**YOUR TASK**. Rewrite the entries with each "bicycle" swapped for "bike", leaving every other word as it is.

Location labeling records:
■ ■ ■ ■ ■
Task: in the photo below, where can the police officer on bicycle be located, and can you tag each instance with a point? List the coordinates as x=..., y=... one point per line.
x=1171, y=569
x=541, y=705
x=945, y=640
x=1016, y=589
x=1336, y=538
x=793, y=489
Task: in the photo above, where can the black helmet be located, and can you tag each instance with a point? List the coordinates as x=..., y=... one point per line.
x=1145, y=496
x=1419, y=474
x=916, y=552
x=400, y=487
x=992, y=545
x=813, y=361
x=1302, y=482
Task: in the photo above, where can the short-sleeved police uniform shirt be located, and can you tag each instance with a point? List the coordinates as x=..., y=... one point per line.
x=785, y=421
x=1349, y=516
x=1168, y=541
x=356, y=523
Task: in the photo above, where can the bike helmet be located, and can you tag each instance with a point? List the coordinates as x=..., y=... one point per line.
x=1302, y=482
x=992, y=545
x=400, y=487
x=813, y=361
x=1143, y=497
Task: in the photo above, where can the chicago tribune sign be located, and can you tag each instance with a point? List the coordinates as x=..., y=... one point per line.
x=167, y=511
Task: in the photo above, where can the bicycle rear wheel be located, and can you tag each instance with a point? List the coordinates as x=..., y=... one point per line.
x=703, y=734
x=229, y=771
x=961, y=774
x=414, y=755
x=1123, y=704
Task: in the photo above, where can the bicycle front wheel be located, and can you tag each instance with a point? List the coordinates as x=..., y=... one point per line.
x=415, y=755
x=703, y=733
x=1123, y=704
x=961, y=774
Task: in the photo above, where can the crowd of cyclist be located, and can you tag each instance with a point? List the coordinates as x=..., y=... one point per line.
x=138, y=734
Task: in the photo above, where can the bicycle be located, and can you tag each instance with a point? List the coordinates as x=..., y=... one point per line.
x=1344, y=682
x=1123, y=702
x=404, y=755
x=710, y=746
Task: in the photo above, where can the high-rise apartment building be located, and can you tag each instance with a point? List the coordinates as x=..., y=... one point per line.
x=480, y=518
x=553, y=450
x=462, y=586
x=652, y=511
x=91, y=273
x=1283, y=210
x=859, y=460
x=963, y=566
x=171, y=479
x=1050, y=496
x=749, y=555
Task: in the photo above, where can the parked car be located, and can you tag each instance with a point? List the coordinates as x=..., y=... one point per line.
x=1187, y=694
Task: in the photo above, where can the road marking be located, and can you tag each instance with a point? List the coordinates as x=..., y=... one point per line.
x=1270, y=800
■ ■ ■ ■ ■
**FULL SOLUTION**.
Task: in the photo below, where can the police officer on bike be located, and can you tag each instance with a point? List the coordinates as x=..., y=... one point per line.
x=1171, y=569
x=541, y=705
x=945, y=640
x=1016, y=589
x=1336, y=538
x=793, y=489
Task: in the photo above, where can the black helmet be located, and can you tag each instance with a point? List the coordinates as x=..., y=... one point per line.
x=1145, y=496
x=1419, y=474
x=916, y=552
x=400, y=487
x=992, y=545
x=813, y=361
x=1302, y=482
Task: in the photo above, where can the short-sleeved police uniform shirt be located, and can you tag each instance with a point? List the coordinates as x=..., y=... one point per line.
x=785, y=421
x=1349, y=516
x=1168, y=541
x=356, y=523
Task: in the photo above, where can the bike helmet be located, and can you tag each instance with a point? List the coordinates as x=..., y=... one point per line.
x=1302, y=482
x=992, y=545
x=400, y=487
x=813, y=361
x=1143, y=497
Task: in the photo above, where can the chicago tribune sign be located, and can you tag each instance with a point? List the coordinates as x=..., y=... one point per line.
x=167, y=511
Task: in the photo above, where can the bike rear wheel be located, and can you tag each instance with a point? List the coordinates as x=..., y=... one point per line.
x=703, y=734
x=229, y=771
x=961, y=774
x=414, y=755
x=1123, y=704
Task: in the photo above, where can the bike front wheel be located, and can you tag each instance with a point? List the coordinates as x=..., y=... one point per line.
x=415, y=755
x=703, y=733
x=1123, y=704
x=961, y=774
Task: in the photo above, where can the crowd of cyclist be located, and can you tag each instance with a point? List the coordinates as x=..., y=... one point per line.
x=138, y=734
Task: in the photo above, where can the bike be located, and can you tag each instance with a point? List the coordinates as x=..., y=... one point per line.
x=1344, y=682
x=1123, y=702
x=404, y=755
x=710, y=746
Task: in the photo above, where can the high-rise apartment building be located, and can you tag each instance with a point? List the coordinates as x=..., y=... one point per line.
x=480, y=518
x=553, y=450
x=462, y=586
x=652, y=511
x=91, y=273
x=1283, y=210
x=859, y=460
x=963, y=566
x=171, y=479
x=1050, y=496
x=749, y=555
Task: in the photo above, where can the parked car be located, and can you tag each instance with a point? List the coordinates as x=..., y=... one point per line.
x=1187, y=694
Task: in the photo above, where can the road marking be located, and can you tag each instance with a point? List the coordinates as x=..., y=... one point per line.
x=1270, y=800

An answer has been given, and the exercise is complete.